## Assignment:
Can you pull out each line of the data below that includes the word "foliage"?

Excerpts from a dataset
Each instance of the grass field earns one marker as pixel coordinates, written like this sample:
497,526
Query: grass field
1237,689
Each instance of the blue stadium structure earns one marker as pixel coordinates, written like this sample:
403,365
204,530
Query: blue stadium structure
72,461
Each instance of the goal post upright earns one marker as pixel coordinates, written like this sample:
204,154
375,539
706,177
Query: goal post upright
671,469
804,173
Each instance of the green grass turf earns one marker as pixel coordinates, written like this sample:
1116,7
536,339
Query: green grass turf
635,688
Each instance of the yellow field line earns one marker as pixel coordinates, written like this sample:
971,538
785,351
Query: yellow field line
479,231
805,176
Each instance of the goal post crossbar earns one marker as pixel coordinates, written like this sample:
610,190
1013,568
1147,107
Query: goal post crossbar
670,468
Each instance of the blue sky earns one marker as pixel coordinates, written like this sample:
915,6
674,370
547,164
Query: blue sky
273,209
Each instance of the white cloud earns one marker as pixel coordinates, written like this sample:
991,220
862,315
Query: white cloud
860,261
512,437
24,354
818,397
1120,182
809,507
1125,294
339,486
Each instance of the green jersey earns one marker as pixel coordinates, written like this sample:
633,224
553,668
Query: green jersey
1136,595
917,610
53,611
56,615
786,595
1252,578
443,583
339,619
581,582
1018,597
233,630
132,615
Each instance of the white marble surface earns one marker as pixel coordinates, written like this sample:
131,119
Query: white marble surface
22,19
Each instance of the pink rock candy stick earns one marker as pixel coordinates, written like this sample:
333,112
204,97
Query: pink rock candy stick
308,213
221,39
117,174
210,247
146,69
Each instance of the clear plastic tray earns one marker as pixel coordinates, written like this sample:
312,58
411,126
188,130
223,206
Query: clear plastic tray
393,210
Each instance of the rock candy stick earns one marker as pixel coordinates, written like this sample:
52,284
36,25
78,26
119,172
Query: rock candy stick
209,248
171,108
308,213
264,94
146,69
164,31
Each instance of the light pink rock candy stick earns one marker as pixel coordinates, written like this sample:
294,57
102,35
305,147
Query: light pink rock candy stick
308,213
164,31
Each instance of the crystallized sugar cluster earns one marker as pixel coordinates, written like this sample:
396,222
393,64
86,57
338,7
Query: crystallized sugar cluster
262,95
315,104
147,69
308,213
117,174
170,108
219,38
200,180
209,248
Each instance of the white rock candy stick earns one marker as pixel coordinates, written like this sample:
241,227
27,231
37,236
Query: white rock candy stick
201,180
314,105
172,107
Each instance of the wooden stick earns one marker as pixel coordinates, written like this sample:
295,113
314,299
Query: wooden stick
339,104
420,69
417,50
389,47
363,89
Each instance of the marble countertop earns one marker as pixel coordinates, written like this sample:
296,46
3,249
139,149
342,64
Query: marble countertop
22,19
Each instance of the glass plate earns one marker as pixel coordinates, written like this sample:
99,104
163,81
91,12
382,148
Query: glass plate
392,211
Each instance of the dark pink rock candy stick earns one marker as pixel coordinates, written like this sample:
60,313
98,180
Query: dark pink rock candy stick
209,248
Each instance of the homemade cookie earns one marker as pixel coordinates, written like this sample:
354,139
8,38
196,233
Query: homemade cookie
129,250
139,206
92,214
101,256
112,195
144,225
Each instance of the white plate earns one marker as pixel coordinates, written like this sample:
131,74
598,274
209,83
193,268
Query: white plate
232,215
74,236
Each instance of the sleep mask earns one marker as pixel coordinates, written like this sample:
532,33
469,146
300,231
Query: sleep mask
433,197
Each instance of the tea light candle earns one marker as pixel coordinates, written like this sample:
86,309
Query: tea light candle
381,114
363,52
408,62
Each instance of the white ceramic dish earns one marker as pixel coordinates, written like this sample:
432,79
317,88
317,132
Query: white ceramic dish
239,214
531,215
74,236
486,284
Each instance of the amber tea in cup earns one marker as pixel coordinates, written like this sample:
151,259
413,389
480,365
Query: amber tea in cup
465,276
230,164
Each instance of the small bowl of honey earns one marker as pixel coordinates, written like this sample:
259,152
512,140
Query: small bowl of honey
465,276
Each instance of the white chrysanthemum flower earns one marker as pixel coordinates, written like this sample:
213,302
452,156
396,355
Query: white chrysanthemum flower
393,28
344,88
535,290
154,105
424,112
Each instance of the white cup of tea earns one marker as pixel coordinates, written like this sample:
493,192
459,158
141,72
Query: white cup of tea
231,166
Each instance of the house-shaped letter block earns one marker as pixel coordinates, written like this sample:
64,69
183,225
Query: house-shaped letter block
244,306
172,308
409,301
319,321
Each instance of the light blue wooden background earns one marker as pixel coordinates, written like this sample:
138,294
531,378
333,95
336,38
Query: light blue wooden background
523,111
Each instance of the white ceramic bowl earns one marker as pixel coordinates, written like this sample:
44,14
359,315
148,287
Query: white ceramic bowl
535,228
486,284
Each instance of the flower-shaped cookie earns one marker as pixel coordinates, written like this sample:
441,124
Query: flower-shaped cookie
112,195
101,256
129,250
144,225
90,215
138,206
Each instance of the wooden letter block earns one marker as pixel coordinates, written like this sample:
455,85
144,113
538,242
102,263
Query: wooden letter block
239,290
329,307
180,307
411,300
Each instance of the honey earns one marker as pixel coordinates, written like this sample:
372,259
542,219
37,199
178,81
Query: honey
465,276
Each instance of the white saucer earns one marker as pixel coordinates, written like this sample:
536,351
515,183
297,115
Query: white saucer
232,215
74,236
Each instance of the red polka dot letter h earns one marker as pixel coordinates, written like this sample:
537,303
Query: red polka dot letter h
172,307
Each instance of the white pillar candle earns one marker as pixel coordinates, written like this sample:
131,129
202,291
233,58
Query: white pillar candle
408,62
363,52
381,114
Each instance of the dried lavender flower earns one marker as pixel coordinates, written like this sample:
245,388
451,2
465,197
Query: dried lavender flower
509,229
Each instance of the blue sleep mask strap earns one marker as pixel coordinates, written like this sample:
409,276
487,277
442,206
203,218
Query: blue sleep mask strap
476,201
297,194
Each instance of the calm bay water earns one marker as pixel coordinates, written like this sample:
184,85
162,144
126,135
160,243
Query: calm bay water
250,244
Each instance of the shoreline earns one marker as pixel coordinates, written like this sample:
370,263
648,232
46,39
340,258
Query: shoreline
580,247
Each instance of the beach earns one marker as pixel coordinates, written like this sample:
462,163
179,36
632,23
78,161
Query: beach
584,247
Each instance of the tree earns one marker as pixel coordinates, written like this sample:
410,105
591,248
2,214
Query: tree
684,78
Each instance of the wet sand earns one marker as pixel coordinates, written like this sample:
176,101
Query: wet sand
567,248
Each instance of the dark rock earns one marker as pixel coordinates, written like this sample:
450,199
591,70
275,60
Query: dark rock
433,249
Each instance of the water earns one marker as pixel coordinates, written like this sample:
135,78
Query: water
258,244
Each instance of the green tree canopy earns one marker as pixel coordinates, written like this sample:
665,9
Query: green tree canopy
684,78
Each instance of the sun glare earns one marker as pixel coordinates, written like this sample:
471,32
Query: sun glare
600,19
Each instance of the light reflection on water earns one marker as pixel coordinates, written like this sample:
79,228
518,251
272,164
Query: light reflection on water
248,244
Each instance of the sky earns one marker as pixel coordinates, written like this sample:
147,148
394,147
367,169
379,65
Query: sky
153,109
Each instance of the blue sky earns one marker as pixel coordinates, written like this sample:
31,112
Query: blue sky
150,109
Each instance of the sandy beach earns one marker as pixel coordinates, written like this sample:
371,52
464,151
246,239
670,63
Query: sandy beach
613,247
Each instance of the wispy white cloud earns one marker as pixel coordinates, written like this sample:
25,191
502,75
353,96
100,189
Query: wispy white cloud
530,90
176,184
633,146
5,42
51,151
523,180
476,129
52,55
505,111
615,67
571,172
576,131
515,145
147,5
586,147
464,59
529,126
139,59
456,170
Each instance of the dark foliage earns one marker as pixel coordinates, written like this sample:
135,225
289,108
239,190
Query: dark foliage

## Task solution:
Each instance of the dark foliage earns one marker as pixel coordinates, written like this sample:
Query: dark foliage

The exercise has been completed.